— begin —
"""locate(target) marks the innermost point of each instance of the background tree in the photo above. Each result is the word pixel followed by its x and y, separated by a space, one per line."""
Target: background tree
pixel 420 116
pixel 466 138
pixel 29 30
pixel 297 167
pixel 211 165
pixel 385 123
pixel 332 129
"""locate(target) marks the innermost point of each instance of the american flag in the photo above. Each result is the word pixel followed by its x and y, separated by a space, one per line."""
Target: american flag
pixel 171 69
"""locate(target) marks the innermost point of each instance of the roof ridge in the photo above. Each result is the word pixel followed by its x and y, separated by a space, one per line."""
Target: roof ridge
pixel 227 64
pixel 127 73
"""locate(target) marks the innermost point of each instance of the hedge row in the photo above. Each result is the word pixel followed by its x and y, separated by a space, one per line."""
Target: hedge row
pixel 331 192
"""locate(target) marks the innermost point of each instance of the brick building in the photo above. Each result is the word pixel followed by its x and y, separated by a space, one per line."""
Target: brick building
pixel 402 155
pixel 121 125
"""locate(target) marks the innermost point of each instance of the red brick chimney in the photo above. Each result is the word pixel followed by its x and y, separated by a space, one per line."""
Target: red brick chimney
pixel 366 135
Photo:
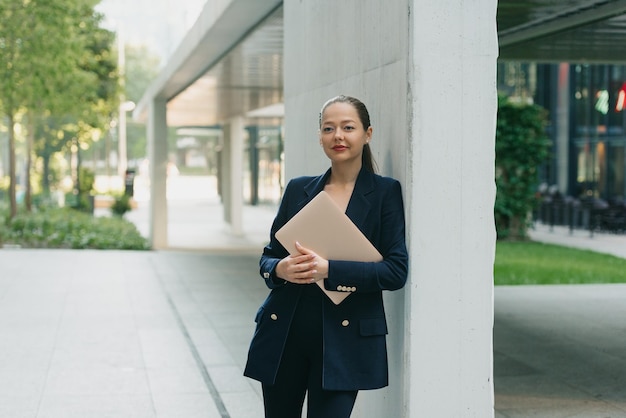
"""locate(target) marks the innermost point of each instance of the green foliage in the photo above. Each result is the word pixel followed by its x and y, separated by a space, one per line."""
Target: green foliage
pixel 121 205
pixel 519 263
pixel 67 228
pixel 56 64
pixel 521 147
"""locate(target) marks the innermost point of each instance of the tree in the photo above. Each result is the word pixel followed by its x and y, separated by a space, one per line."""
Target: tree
pixel 521 147
pixel 53 64
pixel 142 68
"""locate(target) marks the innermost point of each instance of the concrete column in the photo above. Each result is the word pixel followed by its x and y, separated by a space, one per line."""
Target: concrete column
pixel 452 192
pixel 562 129
pixel 232 188
pixel 426 69
pixel 157 155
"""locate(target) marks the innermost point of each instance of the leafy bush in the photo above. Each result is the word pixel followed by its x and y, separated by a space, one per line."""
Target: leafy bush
pixel 68 228
pixel 521 147
pixel 120 205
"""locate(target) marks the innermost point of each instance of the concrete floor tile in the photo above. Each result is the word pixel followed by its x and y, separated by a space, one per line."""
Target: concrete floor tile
pixel 243 404
pixel 21 406
pixel 176 380
pixel 187 406
pixel 97 382
pixel 109 406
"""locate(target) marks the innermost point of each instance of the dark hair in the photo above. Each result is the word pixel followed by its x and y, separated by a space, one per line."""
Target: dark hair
pixel 367 158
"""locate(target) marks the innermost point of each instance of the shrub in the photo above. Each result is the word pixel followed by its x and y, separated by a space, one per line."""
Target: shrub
pixel 67 228
pixel 120 205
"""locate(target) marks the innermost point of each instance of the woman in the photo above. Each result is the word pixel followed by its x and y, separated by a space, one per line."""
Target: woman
pixel 304 344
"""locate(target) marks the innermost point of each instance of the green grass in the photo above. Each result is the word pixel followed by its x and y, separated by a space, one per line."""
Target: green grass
pixel 519 263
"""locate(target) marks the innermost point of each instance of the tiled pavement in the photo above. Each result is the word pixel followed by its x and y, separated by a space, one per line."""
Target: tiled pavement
pixel 165 333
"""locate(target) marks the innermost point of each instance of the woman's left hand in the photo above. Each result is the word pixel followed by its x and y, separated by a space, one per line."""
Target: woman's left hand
pixel 322 264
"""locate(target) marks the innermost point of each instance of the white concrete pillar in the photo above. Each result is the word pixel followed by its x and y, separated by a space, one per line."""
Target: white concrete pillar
pixel 426 69
pixel 157 155
pixel 562 129
pixel 233 187
pixel 452 192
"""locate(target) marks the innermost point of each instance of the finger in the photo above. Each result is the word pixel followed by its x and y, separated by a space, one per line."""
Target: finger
— end —
BRIEF
Rewrite the material from its first line through the line containing "pixel 332 129", changing every "background tree" to "distant tree" and keeping everything else the same.

WRITTEN REPLY
"""locate(target) marks the innermost point of each instance of the distant tree in the photo above. Each result is the word pixel followed by its x and y, separated by a space, one per line."""
Target: distant tree
pixel 420 116
pixel 466 138
pixel 29 30
pixel 297 167
pixel 211 165
pixel 385 123
pixel 332 129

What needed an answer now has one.